The Society of The Forgotten City #1: Roman Citizens and Imperial Subjects. By Hamish Cameron

This post is the first half of a broader discussion on the game’s Roman society.


As a Roman historian, I found many things to like about The Forgotten City, but its treatment of Roman society reveal a few common misunderstandings worth exploring and explaining. In this post and the next, I examine how the game treats some key institutions critical to understanding Roman society in the early Empire: citizenship and slavery.

Citizens of The Forgotten City

The Forgotten City (Modern Storyteller, 2021) is set in a mysterious underground Roman city in 65 CE, 7 months after the famous fire of Rome under Nero. While investigating the game’s central mystery, the protagonist must explore a carefully constructed material environment and converse with a cast of Roman characters from various sectors of Roman society. Popular reception of the historical elements of the game has focused on the visible and accessible similarities between the game’s environments and famous elements of Roman art and architecture.1 The game has been praised for its narrative,2 but while that narrative is embedded in historical information about Roman society, this aspect has received little attention from popular commentators, probably because the nuances of Roman social and legal structures are less well known or as “obvious” as visual similarities.

The structure of the society of The Forgotten City is displayed quite clearly in an in-game document called the “Citizen register”. From a gameplay perspective, this provides the player with an overview of the people to find and talk to in unravelling the mystery. At a narrative level, this in-game document describes how each character fits in to the social structure of the city. For each of the 24 characters listed, the register gives a social class, a “duty” (their job), where they live, and for some a diegetic note relevant to the protagonist’s investigation.

Fig. 1. The Forgotten City‘s Citizen Register.

Rome was a status conscious society, so it is fitting that the register would choose social class as the first means of categorising the city’s inhabitants. The “register” divides all characters into three social classes: commoner, patrician, and foreigner. However, the names for these categories are anachronistic, misleading and omit the first means of distinguishing the social and legal status of humans in the Roman world: the distinction between free and enslaved. In this post, I’ll discuss what is misleading and in the next, I’ll discuss that omission.

Patricians and Plebeians

The three categories used by The Forgotten City trades on a simplistic generalisation that all pre-modern societies are divided into wealthy ruling aristocrats (here “patricians”), a mass of ordinary people defined by their non-aristocratic status (“commoners”), and people from elsewhere, defined by their foreign status (“foreigners”).

This use of “patrician” and “commoner” demonstrates the persistence of the popular idea that Roman society was divided between a hereditary political class of empowered patricians and a mass of bread-eating, circus-attending plebeians. However, by the most well-known periods of Roman history in the first centuries BCE and CE, the term “patrician” had long ceased to be equivalent to “upper class” and were just a small component of that group. The political changes of the mid-4th century BCE had produced a mixed patrician-plebeian class of “nobiles” (famous ones), defined by their family history of political office rather than by birth (Flower 2010: 35–58). Both terms continue to be used in the Roman Empire, but “patrician” refers to specific families (e.g. Tac. Ann. 3.48), while “plebeian” is used more broadly for the masses of Rome, as opposed to the combined political and social class of the senatorial and equestrian orders. For Romans at the time of Nero, a recognisable division of social class among Roman citizens would have been the senatorial and equestrian orders and the plebes, not the patricians and the commoners.

**SUPPLIED RECORDS**

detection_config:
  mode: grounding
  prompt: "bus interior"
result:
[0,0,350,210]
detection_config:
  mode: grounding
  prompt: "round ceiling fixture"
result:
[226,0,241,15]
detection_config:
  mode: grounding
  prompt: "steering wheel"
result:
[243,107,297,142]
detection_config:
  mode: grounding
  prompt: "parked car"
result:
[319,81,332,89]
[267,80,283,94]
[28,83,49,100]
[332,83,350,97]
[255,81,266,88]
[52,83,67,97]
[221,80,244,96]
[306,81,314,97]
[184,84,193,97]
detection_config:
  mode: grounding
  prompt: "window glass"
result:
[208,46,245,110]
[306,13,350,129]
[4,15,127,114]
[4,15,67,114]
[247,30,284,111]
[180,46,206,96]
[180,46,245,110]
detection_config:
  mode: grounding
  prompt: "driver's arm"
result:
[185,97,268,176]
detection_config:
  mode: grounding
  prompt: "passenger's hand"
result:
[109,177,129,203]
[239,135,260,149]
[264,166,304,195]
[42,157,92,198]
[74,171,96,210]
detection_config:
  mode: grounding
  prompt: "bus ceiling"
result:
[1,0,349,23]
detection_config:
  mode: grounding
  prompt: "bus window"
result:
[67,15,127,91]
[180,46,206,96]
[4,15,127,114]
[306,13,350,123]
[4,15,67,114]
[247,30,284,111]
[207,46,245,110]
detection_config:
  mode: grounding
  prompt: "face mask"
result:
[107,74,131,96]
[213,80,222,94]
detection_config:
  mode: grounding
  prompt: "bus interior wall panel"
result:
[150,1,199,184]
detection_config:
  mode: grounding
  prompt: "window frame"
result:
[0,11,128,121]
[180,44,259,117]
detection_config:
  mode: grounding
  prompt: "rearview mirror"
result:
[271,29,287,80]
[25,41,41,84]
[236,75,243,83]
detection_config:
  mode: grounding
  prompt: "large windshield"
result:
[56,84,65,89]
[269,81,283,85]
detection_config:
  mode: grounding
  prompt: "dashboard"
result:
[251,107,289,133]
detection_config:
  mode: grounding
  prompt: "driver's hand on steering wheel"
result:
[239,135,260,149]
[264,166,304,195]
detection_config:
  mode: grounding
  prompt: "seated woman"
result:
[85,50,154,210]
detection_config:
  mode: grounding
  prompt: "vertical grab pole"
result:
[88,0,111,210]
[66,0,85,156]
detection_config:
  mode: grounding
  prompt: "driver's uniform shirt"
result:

**STATED EXERCISE 1**
Using the essay on Roman society in The Forgotten City, decide whether each statement agrees with it, answering yes or no and quoting the words that settle it. (a) The Citizen register lists 24 characters. (b) The game takes place a full year after the fire of Rome under Nero. (c) The nobiles were defined by birth rather than by a family history of political office.
**STATED EXERCISE 2**
Continue the essay on Roman society in The Forgotten City from its final sentence.
The rows come from a separate source and are unrelated to the essay.

**FINAL ANSWER 1**
(a) Yes: "For each of the 24 characters listed"
(b) No: "in 65 CE, 7 months after the famous fire of Rome under Nero"
(c) No: "defined by their family history of political office rather than by birth"

**FINAL ANSWER 2**
Citizens and Foreigners

Citizenship is another important category glossed over by the game. The label “citizen register” implies that all the characters in the register are citizens, but some of the people in that document are classified as foreigners, “non-citizens”. Today, citizenship is a precise legal category that bestows a certain set of rights, privileges and duties on a group of people with a certain historical relationship to a nation-state; in the ancient world, before the existence of the nation-state as a concept, citizenship usually attached to a city instead. This was originally true for a Roman citizen too, but by the first century CE, Roman citizenship had long since ceased to have any geographical basis in the city of Rome. Citizenship was one of the rewards that the expanding Roman empire had used to buy the compliance of wealthy members of conquered states, of former auxiliary soldiers who served in Rome’s armies, and of enslaved people who were freed in the correct way by Roman citizen slave owners.

The rights of a Roman citizen (civis) under the empire, included the ability to use Roman law in legal proceedings and to appeal to a governor or higher authority in cases of legal difficulty (Crook 1984: 255–58). Roman citizenship was a sought-after status that holders would advertise, especially by using a formal Roman name, the tria nomina, the system of three names that showed their citizen status. It was a criminal offense (as a kind of forgery) for non-citizens to use the tria nomina (Crook 1984: 46–48; Suet. Claud. 25.3; Digest 48.10.13.pr). To use a few Roman authors cited in the game as examples: Cicero’s full name was Marcus Tullius Cicero; Seneca the Younger was Lucius Annaeus Seneca and the poet Ovid was Publius Ovidius Naso. The Roman tendency to advertise their citizen status through their name helps historians identify whether someone mentioned in a historical source was a Roman citizen, especially in inscriptions or real historical documents.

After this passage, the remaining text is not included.